[Dataset rows]
## BEGIN

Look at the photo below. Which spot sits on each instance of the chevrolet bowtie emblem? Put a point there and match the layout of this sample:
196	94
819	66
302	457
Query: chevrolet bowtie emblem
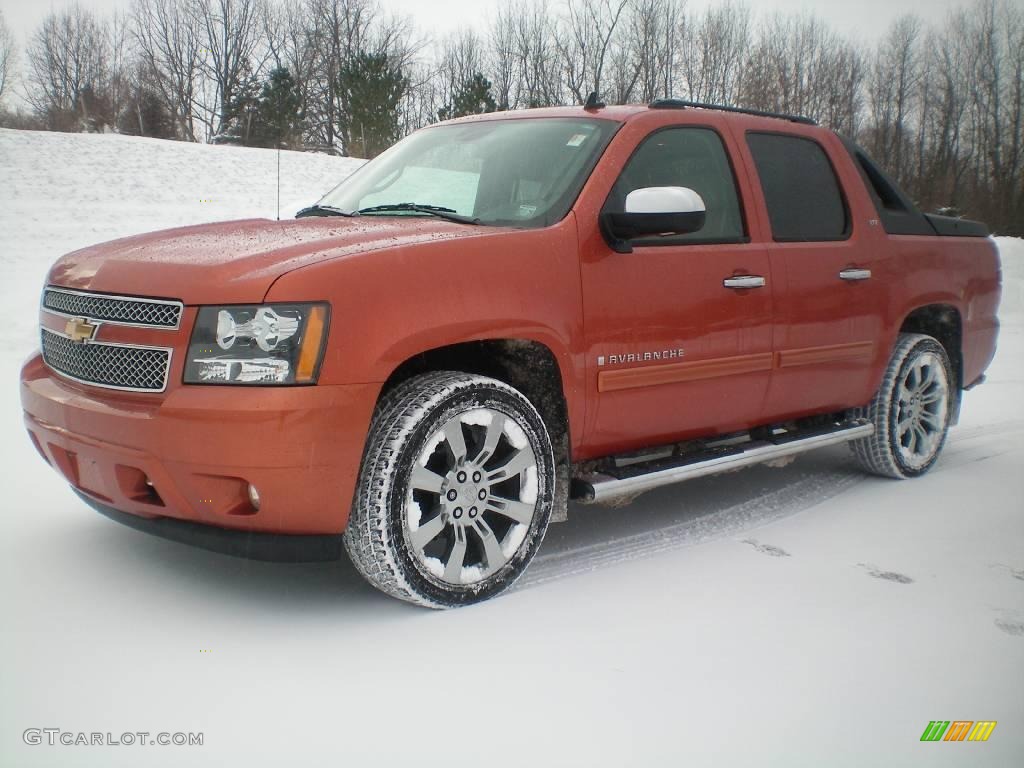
79	330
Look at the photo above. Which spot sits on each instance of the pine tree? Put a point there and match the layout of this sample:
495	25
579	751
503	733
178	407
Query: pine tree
473	98
280	119
371	88
241	113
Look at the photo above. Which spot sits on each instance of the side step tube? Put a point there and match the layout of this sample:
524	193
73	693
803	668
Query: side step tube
597	487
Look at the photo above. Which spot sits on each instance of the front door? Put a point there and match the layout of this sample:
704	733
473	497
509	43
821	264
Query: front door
678	332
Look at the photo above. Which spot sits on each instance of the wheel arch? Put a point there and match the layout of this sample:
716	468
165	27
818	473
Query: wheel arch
527	365
942	322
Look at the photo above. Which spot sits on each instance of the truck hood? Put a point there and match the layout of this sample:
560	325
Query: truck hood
235	262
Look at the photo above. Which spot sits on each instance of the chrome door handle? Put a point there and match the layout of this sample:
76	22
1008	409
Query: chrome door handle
855	273
744	281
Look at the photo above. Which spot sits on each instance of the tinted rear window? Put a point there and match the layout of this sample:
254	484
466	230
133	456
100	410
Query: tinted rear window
804	199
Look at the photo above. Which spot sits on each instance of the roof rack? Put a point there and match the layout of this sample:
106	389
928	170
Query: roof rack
678	103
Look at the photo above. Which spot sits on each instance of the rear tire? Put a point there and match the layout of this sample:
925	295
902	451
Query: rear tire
455	493
911	411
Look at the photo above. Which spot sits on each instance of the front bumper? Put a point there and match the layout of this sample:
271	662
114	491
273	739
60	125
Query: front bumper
189	455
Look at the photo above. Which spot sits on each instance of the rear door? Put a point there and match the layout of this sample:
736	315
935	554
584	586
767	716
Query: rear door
828	297
676	344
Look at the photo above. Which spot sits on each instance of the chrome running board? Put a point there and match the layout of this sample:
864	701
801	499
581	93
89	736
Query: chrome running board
595	487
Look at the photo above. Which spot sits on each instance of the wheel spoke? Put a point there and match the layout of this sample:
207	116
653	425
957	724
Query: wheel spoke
518	511
424	479
929	379
904	395
492	547
922	441
495	430
428	531
453	568
519	462
912	378
456	439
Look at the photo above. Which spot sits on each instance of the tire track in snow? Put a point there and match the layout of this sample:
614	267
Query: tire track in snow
790	496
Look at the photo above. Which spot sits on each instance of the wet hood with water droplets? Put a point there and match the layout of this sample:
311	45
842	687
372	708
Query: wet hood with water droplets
237	261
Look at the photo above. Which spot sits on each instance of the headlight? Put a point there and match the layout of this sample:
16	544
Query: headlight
268	344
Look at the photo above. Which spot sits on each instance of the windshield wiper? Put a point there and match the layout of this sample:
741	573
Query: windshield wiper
320	210
439	211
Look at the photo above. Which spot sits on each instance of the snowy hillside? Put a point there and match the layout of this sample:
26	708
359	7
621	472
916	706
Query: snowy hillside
64	190
798	616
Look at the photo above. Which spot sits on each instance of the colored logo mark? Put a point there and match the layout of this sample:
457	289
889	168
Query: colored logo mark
958	730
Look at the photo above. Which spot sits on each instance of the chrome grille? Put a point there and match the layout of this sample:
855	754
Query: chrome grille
123	309
114	366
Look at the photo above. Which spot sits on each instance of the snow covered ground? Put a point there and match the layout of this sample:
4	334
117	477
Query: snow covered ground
797	616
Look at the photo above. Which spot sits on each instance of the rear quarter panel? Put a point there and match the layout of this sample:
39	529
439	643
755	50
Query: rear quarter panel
963	272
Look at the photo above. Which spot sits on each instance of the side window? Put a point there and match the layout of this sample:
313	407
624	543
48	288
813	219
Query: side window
686	157
804	199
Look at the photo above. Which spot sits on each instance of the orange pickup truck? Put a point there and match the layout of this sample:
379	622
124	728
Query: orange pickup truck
497	315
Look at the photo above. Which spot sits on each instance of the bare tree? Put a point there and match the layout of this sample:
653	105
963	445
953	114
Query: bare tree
68	60
893	90
7	59
231	35
652	41
586	37
714	46
170	45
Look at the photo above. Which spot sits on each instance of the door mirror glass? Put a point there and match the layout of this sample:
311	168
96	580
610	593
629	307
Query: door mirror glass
656	210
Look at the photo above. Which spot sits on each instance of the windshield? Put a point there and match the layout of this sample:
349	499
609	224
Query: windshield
502	172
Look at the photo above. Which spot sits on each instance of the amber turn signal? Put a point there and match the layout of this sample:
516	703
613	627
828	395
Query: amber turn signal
312	344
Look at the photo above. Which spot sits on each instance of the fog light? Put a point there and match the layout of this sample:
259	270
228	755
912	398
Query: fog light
254	497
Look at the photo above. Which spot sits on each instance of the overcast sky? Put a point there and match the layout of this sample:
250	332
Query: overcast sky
862	18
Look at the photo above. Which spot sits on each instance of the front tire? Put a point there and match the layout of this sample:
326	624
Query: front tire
910	412
455	493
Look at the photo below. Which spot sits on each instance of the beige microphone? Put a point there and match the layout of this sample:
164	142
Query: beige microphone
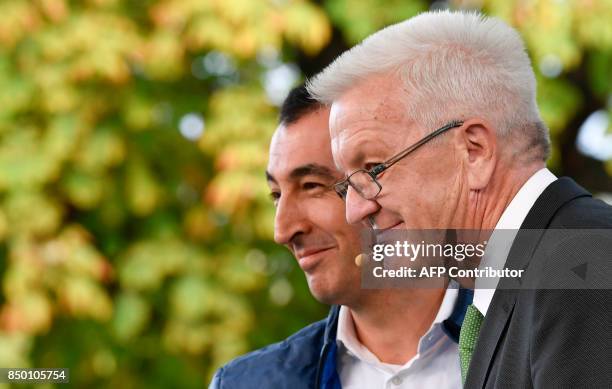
359	259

## END

[Brief]: Reproduce every item above, replacing each occurrence of "Put a point there" with "Mark a point there" and leaving everything else unchanged. Omit the pictures from your output.

[Problem solution]:
Look at the photo below. Which spot sits on each instance of the chevrolet bowtie emblem? Mark a point there and match the layout of this sample:
196	94
819	66
302	457
Query: chevrolet bowtie emblem
79	330
Look at the photo above. Which spot sits on each instance of the pine tree? Mark a point there and match the layout of this sample:
495	25
579	751
503	733
178	407
Query: pine tree
473	98
280	119
371	88
241	113
Look at the photo above. Which spot sits on each instance of the side step tube? Mark a point there and match the layout of this sample:
524	193
73	693
803	668
Query: side step tube
597	487
Look at the photo above. Which spot sits on each instance of the front door? Mark a point there and match the layout of this sample:
704	733
473	497
509	43
821	264
Query: front door
678	332
Look at the photo above. Which spot sits on each instance of the wheel arch? Mark a point there and match the layout of this sample:
716	468
165	27
818	473
Query: wheel arch
527	365
942	322
Look at the photo above. Which spot sits on each instance of the truck hood? Mark a point there and match the layout of this sample:
560	325
Query: truck hood
235	262
Look at the photo above. Which spot sits on each instance of the chrome door handle? Mark a point there and match the layout of this sample:
76	22
1008	409
Query: chrome door handle
855	273
744	281
Look at the photo above. Which spot sits on each instance of the tinted rear window? Mark a point there and match the layout of this sample:
254	484
466	230
133	456
100	410
Query: tinted rear window
804	199
Look at the photo above. Which spot sits on each instance of the roof rack? Mark a point there and match the layout of this sample:
106	389
928	170
Query: roof rack
678	103
Look at the photo above. Which spot sits on each instance of the rear tire? Mark a point there and match the layout of this sample:
925	295
902	451
Query: rear tire
455	493
911	411
Look at the photo above. Which spot sits on each instance of the front bumper? Mark a point there and match the layout of this sample:
271	662
114	491
273	739
60	125
Query: front bumper
189	455
Look at the photo above. Which spot sits on each instance of the rear door? Mark a point there and match the layout of this sample:
736	315
935	554
584	586
767	716
Query: rear door
828	297
676	344
Look at the photo above. Which spot sits on each instance of the chrome running board? Mark a point there and match the layout of this sample:
864	701
801	499
581	93
89	736
Query: chrome running board
595	487
Look at the photo above. Which spot sits on each instance of the wheel spoke? Mark a point there and match the layout of this sample:
207	116
653	425
957	724
Query: wheel spoke
518	511
424	479
929	379
904	395
492	547
922	441
495	430
428	531
453	568
519	462
912	378
456	439
Look at the photo above. Which spot sits on each instance of the tire track in snow? Mark a point there and match the layout of this sample:
614	267
Query: tire track in snow
790	496
Look at the photo above. Which spot sits on each instance of the wet hood with water droplets? Mark a point there and match the layout of this sample:
311	45
842	687
372	708
Query: wet hood with water droplets
237	261
Look at the photo above. Which spot sits on each instance of the headlight? Mark a point there and match the layout of this sample:
16	544
Query: headlight
268	344
Look at the photo above. Which spot sits on each instance of the windshield wiper? Mark a point there and match the layout of this sample:
741	573
Query: windshield wiper
320	210
439	211
Look at the photo above. Which spot sits on each instance of the snowy hillside? Mark a point there and match the layout of this sample:
26	708
359	7
621	472
916	706
Query: snowy hillside
64	190
798	616
Look at the photo above. Which spot sits on each instance of the colored logo mark? Mark a point there and match the layout of this sample:
457	289
889	168
Query: colored logo mark
958	730
Look at the photo above. Which spot sits on each instance of the chrome grille? Mark a point there and match the layout of this sample:
855	754
Query: chrome grille
123	309
114	366
Look at the photo above. Which spot sits on each instance of the snow covered ground? Mark a point there and match the layout of this sample:
4	334
117	477
Query: snow covered ground
797	616
Look at the photo above. Which spot sits on each instance of the rear quarter panel? Mark a point there and match the layout of this sample:
39	529
439	643
755	50
Query: rear quarter panel
963	272
Look at the photo above. Which spot sits on each instance of the side window? Mark a point there and match the layout of this sample:
313	407
624	543
48	288
813	219
Query: side window
686	157
804	199
Look at the photo above. Which spot sits on each instance of the orange pickup truck? Mark a point there and match the layout of this sample:
379	622
124	728
Query: orange pickup truck
497	315
Look at the photo above. Which spot sits on each instance of the bare tree? Mark a point there and match the layout of this sample:
653	105
963	445
953	114
Query: bare tree
68	60
893	90
7	59
231	35
652	41
586	37
714	46
170	45
Look at the photo above. Which spot sits on each instance of the door mirror glass? Mark a point there and match the layout of this sample:
311	168
96	580
610	593
629	307
Query: door mirror glass
656	210
Look at the photo above. Which spot sits on each instance of the windshield? Mark a point there and match the layout of this sample:
349	499
609	224
Query: windshield
502	172
Look at the photo above. Which spot sits on each instance of the amber turn signal? Mark a point there and match the layout of this sample:
516	703
613	627
828	395
Query: amber turn signal
312	344
Look at the photo above. Which spot sits on each instance of the fog light? Mark a point there and match the layout of this sample:
259	270
228	755
912	398
Query: fog light
254	497
Look at the photo above. Which spot sits on each instance of the overcast sky? Mark a point there and match the layout of this sample:
250	332
Query: overcast sky
862	18
Look at the photo above. Which spot sits on each instance of the front tire? Mark a point there and match the layout of this sample:
326	624
Query: front tire
910	412
455	493
Look at the photo below. Which spot sits on each instance of the beige microphone? Mark a point there and match the layout of this sample:
164	142
Query: beige microphone
359	259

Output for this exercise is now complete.